▸ WHAT THE TASK REQUIRES
The records below are to be transcribed exactly as they appear.

▸ MATERIALS PROVIDED
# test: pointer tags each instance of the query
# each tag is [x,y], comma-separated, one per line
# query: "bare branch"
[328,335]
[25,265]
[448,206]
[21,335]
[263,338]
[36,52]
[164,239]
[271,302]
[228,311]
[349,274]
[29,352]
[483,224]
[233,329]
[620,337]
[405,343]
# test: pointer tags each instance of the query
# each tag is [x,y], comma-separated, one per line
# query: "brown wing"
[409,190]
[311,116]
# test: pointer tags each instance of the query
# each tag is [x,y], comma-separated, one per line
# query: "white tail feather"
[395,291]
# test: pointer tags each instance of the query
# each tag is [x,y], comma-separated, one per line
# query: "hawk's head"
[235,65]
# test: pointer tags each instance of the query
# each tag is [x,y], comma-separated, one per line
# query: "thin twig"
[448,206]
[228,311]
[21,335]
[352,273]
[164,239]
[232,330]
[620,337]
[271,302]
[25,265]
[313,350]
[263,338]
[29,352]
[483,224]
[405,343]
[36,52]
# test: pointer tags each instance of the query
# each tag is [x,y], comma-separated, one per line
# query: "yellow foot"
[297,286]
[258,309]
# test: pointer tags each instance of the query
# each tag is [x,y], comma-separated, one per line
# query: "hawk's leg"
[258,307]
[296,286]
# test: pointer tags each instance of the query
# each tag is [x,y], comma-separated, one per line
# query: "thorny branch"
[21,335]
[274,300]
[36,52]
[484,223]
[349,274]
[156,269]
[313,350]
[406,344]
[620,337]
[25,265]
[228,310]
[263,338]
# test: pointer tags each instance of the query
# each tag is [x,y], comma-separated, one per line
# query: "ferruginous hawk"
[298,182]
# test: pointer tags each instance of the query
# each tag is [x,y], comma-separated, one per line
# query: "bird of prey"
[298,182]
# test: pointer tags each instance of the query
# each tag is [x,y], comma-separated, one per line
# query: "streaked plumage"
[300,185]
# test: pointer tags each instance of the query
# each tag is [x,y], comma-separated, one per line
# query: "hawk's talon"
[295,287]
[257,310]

▸ RESPONSE TO THIS TASK
# test: pointer tags each instance of the query
# each tag is [x,y], comma-separated, one per line
# query: "bare branch"
[328,335]
[25,265]
[448,206]
[21,335]
[263,338]
[36,52]
[164,239]
[271,302]
[228,311]
[349,274]
[29,352]
[483,224]
[233,329]
[620,337]
[405,343]
# test: pointer tags each instance of the query
# each tag is [x,y], comma-separated, one per line
# query: "brown wing"
[409,190]
[311,116]
# test: pointer tags each instance of the query
# each tag is [x,y], comma-separated, one per line
# query: "white tail feather"
[395,291]
# test: pointer tags each instance of the query
# each tag is [x,y], comma-separated, one per line
# query: "hawk's head"
[235,65]
# test: pointer tags each instance of the query
# each tag is [x,y], comma-separated, one per line
# query: "thin twig"
[448,206]
[228,311]
[21,335]
[352,273]
[164,239]
[232,330]
[620,337]
[271,302]
[25,265]
[313,350]
[263,338]
[29,352]
[483,224]
[405,343]
[36,52]
# test: pointer tags each instance of the query
# each tag is [x,y], comma-separated, one per line
# query: "yellow foot"
[297,286]
[258,309]
# test: pointer tags each instance of the query
# each tag is [x,y], comma-separated, one per line
# query: "hawk's leg"
[258,307]
[296,286]
# test: pointer tags each instance of the query
# each tag is [x,y], comma-separated, one per line
# query: "thorny branch"
[21,335]
[274,300]
[36,52]
[484,223]
[349,274]
[156,269]
[313,350]
[406,344]
[620,337]
[25,265]
[228,310]
[263,338]
# test: pointer tags each instance of the query
# each tag is [x,y], comma-separated, one per line
# query: "ferruginous hawk"
[298,182]
# test: pointer tags each instance of the query
# each tag is [x,y], comma-separated, one per line
# query: "bird of prey"
[298,182]
# test: pointer tags each instance of the query
# each tag is [x,y], comma-separated, one per line
# query: "streaked plumage"
[300,185]
# test: pointer tags each instance of the query
# each tag is [x,y], comma-separated, one per line
# query: "hawk's talon"
[295,287]
[257,310]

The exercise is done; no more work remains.